-- Work instructions --
Starting at the beginning of the records and ending at the line that contains "[[152, 248], [250, 247]]", rewrite those lines with every "Query" swapped for "Label" and nothing else altered.

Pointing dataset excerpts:
[Start]
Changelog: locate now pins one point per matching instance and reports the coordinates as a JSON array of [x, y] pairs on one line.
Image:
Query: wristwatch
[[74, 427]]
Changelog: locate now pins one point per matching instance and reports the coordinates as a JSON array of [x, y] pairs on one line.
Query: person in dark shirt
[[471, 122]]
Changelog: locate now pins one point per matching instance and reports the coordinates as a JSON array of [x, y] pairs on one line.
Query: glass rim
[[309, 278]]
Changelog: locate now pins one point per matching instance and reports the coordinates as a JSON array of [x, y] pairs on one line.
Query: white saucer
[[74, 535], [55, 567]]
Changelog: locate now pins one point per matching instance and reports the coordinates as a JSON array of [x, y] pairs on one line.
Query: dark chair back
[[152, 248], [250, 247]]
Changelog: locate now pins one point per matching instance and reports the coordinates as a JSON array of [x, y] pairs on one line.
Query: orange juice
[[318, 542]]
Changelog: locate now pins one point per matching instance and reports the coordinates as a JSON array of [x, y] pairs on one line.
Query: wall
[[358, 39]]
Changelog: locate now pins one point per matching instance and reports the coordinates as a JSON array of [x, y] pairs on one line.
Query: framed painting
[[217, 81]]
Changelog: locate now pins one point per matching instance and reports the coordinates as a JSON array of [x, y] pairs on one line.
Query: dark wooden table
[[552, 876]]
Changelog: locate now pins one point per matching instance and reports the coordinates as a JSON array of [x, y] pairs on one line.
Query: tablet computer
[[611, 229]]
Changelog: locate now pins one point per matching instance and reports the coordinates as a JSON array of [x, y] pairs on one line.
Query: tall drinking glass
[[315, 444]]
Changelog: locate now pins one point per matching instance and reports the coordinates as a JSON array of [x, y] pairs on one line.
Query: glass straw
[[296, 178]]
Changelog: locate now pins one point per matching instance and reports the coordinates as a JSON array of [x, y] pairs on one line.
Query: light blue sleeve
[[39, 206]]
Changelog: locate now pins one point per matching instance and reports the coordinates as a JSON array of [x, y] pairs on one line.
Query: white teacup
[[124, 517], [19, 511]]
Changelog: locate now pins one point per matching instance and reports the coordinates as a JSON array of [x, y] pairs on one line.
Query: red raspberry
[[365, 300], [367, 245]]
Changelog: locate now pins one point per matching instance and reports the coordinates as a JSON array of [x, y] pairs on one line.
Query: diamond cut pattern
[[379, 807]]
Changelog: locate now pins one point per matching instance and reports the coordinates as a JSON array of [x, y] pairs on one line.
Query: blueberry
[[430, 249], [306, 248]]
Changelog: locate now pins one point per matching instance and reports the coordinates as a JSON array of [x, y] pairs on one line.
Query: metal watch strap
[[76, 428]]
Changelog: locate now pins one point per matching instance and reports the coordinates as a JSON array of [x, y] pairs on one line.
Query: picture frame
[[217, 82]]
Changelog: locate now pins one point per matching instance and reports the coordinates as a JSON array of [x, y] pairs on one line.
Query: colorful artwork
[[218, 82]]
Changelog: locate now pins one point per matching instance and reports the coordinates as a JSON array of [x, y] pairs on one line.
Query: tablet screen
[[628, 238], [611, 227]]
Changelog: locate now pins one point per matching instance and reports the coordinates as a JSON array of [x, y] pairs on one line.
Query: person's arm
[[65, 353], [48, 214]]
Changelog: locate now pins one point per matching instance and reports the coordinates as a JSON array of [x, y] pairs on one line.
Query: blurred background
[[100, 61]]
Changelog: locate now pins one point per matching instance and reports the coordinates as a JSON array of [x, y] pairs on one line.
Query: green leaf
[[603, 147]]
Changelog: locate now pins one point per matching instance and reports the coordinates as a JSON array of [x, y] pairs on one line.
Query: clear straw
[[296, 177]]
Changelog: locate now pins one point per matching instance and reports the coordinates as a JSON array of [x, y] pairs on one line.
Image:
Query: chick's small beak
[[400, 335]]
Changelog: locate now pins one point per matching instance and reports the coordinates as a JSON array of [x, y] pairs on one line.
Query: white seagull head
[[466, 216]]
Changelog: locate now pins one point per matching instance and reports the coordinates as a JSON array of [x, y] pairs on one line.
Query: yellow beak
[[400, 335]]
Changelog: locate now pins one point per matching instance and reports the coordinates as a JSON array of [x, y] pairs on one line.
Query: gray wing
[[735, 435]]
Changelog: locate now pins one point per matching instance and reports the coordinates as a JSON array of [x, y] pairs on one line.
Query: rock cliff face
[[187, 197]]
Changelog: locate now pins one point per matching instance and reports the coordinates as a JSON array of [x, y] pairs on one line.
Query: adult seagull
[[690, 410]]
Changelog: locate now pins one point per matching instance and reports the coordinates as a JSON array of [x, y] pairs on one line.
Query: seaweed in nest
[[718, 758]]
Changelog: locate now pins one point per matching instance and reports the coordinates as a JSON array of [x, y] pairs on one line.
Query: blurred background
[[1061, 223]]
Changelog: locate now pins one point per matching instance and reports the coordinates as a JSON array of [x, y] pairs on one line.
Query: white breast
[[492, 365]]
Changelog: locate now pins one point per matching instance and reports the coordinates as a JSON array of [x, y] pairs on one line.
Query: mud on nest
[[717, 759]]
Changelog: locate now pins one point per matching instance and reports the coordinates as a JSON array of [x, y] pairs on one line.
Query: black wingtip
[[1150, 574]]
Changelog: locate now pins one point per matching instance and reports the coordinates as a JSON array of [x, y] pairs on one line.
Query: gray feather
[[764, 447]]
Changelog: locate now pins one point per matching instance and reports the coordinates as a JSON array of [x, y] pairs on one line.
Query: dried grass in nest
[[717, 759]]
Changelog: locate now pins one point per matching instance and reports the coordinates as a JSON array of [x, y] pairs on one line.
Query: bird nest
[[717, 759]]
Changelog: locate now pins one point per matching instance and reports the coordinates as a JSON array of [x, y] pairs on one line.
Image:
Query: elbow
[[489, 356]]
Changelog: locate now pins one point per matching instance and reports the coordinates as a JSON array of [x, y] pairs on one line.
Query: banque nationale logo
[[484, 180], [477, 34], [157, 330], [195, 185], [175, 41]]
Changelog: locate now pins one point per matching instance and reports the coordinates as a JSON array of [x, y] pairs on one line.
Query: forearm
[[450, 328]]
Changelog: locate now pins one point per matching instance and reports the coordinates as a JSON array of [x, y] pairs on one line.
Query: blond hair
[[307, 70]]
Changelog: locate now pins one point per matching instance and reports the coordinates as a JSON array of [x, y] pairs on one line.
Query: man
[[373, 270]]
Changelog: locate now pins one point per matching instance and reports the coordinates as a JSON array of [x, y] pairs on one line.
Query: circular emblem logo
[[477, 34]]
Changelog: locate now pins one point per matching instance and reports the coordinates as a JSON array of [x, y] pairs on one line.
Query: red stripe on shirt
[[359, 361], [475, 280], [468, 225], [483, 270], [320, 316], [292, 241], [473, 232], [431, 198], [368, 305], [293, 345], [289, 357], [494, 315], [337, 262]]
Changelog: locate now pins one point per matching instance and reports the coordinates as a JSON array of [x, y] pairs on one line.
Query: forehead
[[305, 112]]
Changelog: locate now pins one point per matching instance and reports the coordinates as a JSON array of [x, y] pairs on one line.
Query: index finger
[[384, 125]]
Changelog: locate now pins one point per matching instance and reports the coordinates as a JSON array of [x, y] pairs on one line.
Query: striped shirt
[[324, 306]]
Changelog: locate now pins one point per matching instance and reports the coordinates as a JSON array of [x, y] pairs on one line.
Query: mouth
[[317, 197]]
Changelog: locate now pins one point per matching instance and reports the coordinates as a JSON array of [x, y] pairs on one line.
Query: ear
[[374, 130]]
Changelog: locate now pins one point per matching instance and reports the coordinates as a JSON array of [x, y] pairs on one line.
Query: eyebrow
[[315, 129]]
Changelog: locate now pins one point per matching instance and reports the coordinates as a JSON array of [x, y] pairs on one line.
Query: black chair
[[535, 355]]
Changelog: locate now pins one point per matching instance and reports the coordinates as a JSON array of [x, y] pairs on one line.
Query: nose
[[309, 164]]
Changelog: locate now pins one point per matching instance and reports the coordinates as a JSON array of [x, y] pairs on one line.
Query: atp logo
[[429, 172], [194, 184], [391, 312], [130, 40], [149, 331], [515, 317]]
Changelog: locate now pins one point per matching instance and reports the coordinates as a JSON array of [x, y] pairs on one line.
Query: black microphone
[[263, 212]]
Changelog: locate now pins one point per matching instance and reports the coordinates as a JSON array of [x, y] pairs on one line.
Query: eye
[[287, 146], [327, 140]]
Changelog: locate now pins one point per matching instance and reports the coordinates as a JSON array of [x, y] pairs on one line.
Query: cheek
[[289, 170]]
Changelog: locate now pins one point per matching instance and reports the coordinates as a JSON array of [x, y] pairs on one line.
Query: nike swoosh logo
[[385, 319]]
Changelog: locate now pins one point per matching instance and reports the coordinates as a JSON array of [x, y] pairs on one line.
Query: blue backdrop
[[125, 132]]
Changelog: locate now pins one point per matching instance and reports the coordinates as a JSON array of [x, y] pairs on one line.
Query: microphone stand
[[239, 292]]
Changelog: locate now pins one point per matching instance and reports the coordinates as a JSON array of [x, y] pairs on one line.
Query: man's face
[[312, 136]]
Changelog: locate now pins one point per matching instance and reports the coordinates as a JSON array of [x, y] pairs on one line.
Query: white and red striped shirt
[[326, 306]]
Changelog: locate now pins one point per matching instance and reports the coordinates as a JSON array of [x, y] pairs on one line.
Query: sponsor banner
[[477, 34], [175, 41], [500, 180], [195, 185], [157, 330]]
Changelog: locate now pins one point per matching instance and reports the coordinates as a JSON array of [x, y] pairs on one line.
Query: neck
[End]
-- Result for this task --
Changelog: locate now pins one point per matching instance and reports the coordinates as a JSON array of [x, y] pairs on one line.
Image:
Label: wristwatch
[[74, 427]]
Changelog: locate now pins one point per matching instance and reports the coordinates as a JSON array of [x, y] pairs on one line.
Label: person in dark shirt
[[471, 122]]
Changelog: locate now pins one point per matching instance and reports the coordinates as a JSON array of [x, y] pairs on one line.
Label: glass rim
[[309, 278]]
Changelog: locate now pins one point per matching instance and reports the coordinates as a JSON array of [x, y] pairs on one line.
Label: white saucer
[[74, 535], [55, 567]]
Changelog: locate now pins one point per matching instance and reports the coordinates as a JSON array of [x, y] pairs on one line.
Label: dark chair back
[[152, 248], [250, 247]]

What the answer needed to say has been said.